Data excerpts »

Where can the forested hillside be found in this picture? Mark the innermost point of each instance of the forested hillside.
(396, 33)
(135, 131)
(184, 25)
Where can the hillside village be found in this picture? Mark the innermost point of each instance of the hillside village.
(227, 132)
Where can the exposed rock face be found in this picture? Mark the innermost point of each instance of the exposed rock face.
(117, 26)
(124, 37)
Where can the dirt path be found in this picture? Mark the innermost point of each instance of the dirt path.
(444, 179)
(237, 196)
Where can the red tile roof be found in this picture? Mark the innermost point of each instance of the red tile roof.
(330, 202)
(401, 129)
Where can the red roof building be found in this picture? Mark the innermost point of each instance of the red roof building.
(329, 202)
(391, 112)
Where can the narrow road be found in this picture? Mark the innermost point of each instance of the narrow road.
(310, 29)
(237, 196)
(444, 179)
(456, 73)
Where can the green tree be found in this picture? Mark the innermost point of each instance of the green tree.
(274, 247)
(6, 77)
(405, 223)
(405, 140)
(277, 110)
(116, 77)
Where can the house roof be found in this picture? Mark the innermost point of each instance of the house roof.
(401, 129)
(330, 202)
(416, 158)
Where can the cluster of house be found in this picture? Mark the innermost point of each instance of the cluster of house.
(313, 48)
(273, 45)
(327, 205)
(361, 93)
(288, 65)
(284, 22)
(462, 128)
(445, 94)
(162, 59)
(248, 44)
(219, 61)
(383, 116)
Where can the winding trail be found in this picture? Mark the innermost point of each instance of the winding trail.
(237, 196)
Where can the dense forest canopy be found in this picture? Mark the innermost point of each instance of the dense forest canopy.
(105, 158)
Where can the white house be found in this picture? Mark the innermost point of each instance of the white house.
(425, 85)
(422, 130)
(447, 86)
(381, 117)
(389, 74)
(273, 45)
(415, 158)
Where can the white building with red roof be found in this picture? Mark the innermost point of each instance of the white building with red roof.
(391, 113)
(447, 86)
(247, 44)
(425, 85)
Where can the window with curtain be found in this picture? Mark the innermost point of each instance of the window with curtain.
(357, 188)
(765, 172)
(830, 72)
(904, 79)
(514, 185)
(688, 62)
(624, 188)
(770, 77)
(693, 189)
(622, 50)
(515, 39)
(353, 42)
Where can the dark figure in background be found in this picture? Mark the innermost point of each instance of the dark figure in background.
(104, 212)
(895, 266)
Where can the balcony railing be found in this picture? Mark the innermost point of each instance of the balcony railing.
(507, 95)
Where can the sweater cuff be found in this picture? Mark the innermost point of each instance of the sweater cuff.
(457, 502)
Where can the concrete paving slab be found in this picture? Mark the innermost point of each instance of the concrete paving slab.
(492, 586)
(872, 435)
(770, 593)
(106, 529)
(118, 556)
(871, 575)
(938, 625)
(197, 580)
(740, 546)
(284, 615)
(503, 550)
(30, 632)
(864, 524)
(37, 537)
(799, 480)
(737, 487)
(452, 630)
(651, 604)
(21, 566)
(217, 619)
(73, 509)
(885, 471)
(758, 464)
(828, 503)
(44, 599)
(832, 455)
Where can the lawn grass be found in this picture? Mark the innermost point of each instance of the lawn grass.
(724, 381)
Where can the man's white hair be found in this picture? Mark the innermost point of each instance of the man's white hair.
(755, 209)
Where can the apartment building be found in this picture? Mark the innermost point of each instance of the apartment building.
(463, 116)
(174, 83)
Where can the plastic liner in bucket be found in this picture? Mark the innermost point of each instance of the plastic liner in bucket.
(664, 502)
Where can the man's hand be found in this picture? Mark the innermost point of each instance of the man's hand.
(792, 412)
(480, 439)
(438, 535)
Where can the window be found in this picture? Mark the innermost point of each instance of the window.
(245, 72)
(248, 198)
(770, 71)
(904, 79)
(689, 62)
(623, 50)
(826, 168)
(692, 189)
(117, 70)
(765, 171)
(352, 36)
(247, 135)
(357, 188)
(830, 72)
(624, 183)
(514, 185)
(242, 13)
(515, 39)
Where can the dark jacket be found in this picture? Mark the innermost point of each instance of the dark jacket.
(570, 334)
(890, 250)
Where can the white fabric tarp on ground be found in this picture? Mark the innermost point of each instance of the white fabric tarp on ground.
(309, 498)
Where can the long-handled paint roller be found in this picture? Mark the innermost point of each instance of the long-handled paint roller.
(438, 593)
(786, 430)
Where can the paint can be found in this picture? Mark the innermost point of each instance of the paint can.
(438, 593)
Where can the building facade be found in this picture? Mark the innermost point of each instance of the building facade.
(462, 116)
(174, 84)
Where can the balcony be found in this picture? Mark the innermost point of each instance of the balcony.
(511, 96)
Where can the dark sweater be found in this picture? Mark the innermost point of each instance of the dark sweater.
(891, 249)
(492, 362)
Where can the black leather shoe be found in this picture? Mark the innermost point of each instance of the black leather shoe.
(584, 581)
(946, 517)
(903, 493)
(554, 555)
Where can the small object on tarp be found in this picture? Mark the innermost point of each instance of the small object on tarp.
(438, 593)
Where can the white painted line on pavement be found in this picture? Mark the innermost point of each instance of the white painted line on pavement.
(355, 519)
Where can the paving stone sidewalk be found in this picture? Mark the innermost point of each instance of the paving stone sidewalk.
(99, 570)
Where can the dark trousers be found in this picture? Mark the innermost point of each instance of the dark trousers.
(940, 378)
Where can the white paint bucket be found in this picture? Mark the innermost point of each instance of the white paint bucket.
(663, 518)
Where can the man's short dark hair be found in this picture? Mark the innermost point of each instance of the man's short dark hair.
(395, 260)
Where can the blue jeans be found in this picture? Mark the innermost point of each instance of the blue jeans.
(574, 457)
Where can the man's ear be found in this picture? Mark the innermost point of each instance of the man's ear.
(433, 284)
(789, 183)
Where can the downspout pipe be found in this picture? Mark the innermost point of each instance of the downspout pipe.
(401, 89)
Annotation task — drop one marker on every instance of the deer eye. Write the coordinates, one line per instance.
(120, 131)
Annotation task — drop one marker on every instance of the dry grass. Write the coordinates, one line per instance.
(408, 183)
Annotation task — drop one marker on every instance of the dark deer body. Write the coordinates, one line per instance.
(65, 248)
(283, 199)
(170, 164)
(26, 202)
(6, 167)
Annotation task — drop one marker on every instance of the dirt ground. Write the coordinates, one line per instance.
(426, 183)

EXERCISE REQUIREMENTS » Your reply must be a faithful copy of each entry above.

ANSWER SECTION »
Where can the forested hillside be found in this picture? Mark the innermost point of each instance of the forested hillside.
(396, 33)
(135, 131)
(184, 25)
Where can the hillside village be found in this picture? Mark the innermost point of each instance of the hillside village.
(227, 132)
Where can the exposed rock face be found in this picture? Mark the innermost point of each instance of the exposed rock face.
(117, 26)
(124, 37)
Where can the dirt path be found in this picture? Mark the innermost point of each instance of the dirt path.
(444, 179)
(237, 196)
Where can the red tile roof be found in this picture? Mark the innermost point of each instance of the red tile roof.
(330, 202)
(401, 129)
Where can the red roof building be found in this picture? Mark the innermost point of each instance of the red roof building.
(329, 202)
(391, 112)
Where can the narrow road be found in this picture? Mark the innermost point of each instance of the narrow road.
(310, 29)
(237, 196)
(444, 179)
(456, 73)
Where can the green tree be found in this picture? Mark the innermost point of each instance of the green tree.
(274, 247)
(6, 77)
(405, 223)
(405, 140)
(277, 110)
(116, 77)
Where can the house roof be found in this picture? Mark the innermost point of each instance of the house roof.
(401, 129)
(330, 202)
(416, 158)
Where can the cluster of house be found in this picture? Mark the innermost point of each instance of the cluster of house.
(313, 48)
(273, 45)
(327, 205)
(361, 93)
(288, 65)
(284, 22)
(462, 128)
(445, 94)
(162, 59)
(248, 44)
(219, 61)
(383, 116)
Where can the winding trail be found in this picture? Mark the innermost point of each instance of the winding trail.
(237, 196)
Where can the dense forest canopy be found in this picture? Mark the innermost point of each instance of the dense forest canopy.
(105, 158)
Where can the white house be found in this picture? Mark the innermost point of each instance of the white house.
(425, 85)
(422, 130)
(447, 86)
(381, 117)
(389, 74)
(273, 45)
(415, 158)
Where can the white building with red roof be found in this picture? Mark the innermost point of each instance of the white building with red roof.
(391, 113)
(447, 86)
(247, 44)
(425, 85)
Where can the window with curtain be found in this picture? Mark the innermost point of each instance of the window with curtain.
(357, 188)
(765, 172)
(830, 72)
(904, 79)
(514, 185)
(688, 62)
(624, 188)
(770, 77)
(693, 189)
(622, 50)
(515, 39)
(353, 42)
Where can the dark figure in background be found in this picture? Mark the innermost point of each instance of the dark figure in background.
(104, 212)
(895, 266)
Where can the balcony railing be found in this picture? Mark the innermost point of each instance of the balcony railing.
(507, 95)
Where can the sweater cuff be found in this picture? Mark the innermost point of each instance of the sweater cuff.
(457, 502)
Where can the concrete paving slab be found in this picture? Mark the innermost point of each instance of the concrete paving slab.
(492, 586)
(872, 435)
(770, 593)
(106, 529)
(118, 556)
(871, 575)
(938, 625)
(197, 580)
(740, 546)
(284, 615)
(503, 550)
(30, 632)
(864, 524)
(37, 537)
(799, 480)
(737, 487)
(452, 630)
(651, 604)
(21, 566)
(217, 619)
(73, 509)
(885, 471)
(758, 464)
(828, 503)
(44, 599)
(832, 455)
Where can the lawn grass be found in this picture? Mark the innermost point of each instance of the lawn grass.
(724, 381)
Where can the man's white hair be found in this picture? Mark the innermost point of each instance of the man's white hair.
(755, 209)
Where can the apartment building be found in this picture? Mark the innermost point of each instance of the apartment building.
(463, 116)
(174, 83)
Where can the plastic liner in bucket be found in this picture? Mark the innermost point of each instance of the plastic liner in bucket.
(664, 502)
Where can the man's hand be found in this picture? Mark the innermost point of each instance of the man's hand.
(792, 412)
(480, 439)
(438, 535)
Where can the window be found in this picture? Mark the innermost point of each instance of the window.
(245, 72)
(248, 198)
(770, 71)
(904, 79)
(689, 62)
(623, 50)
(826, 168)
(692, 189)
(117, 70)
(765, 171)
(352, 36)
(247, 135)
(357, 188)
(830, 72)
(624, 183)
(514, 185)
(242, 13)
(515, 39)
Where can the dark jacket be found in this picture? Mark the innermost point of each instance of the dark jacket.
(570, 334)
(890, 250)
Where can the white fabric tarp on ground be found in this picture? Mark the innermost point of each instance of the white fabric tarp on ground.
(309, 498)
Where can the long-handled paint roller be found in this picture? Mark the innermost point of each instance of the long-handled paint roller.
(438, 593)
(786, 430)
Where can the paint can be found in this picture? Mark the innermost point of each instance of the paint can.
(438, 593)
Where can the building facade be found in this picture? Mark the innermost point of each instance of the building facade.
(462, 116)
(174, 84)
Where can the balcony be found in this picture? Mark the innermost point of each instance of the balcony.
(511, 96)
Where can the dark sweater be found in this picture? Mark the innermost point of each instance of the dark sweater.
(891, 249)
(492, 362)
Where can the black leather shoe be found in this picture? Mark the innermost point of each instance of the black leather shoe.
(584, 581)
(946, 517)
(903, 493)
(554, 555)
Where can the small object on tarp be found in this picture? Mark the innermost point of each instance of the small object on tarp.
(438, 593)
Where can the white painted line on pavement be found in this picture? Mark the innermost point of each instance of the white painted line on pavement.
(355, 519)
Where can the paving stone sidewalk be found in this picture? Mark the innermost point of each instance of the paving stone sidewalk.
(99, 570)
Where can the dark trousers be found in this picture? Mark the innermost point of each instance of the dark trousers.
(940, 378)
Where can the white paint bucket be found in this picture? Mark the innermost point of each instance of the white paint bucket.
(663, 518)
Where can the man's short dark hair be found in this picture? Mark the innermost point of each instance of the man's short dark hair.
(395, 260)
Where can the blue jeans be found in this picture? Mark the innermost point of each instance of the blue jeans.
(574, 457)
Where can the man's ear be found in this picture? Mark the innermost point of each instance of the man's ear.
(433, 284)
(789, 183)
Where can the downspout pipe be found in this picture? Mark the innermost point of each instance of the downspout pipe.
(401, 89)
Annotation task — drop one marker on every instance of the deer eye. Write the coordinates, one line per instance.
(120, 131)
Annotation task — drop one marker on every instance of the dry grass. Write the coordinates, one line per instance.
(408, 183)
Annotation task — drop one marker on every instance of the dark deer body. Write the coordinates, one line per instance.
(65, 248)
(283, 199)
(170, 164)
(26, 202)
(6, 167)
Annotation task — drop one marker on every instance of the dirt ground. Write the coordinates, one line per instance.
(426, 183)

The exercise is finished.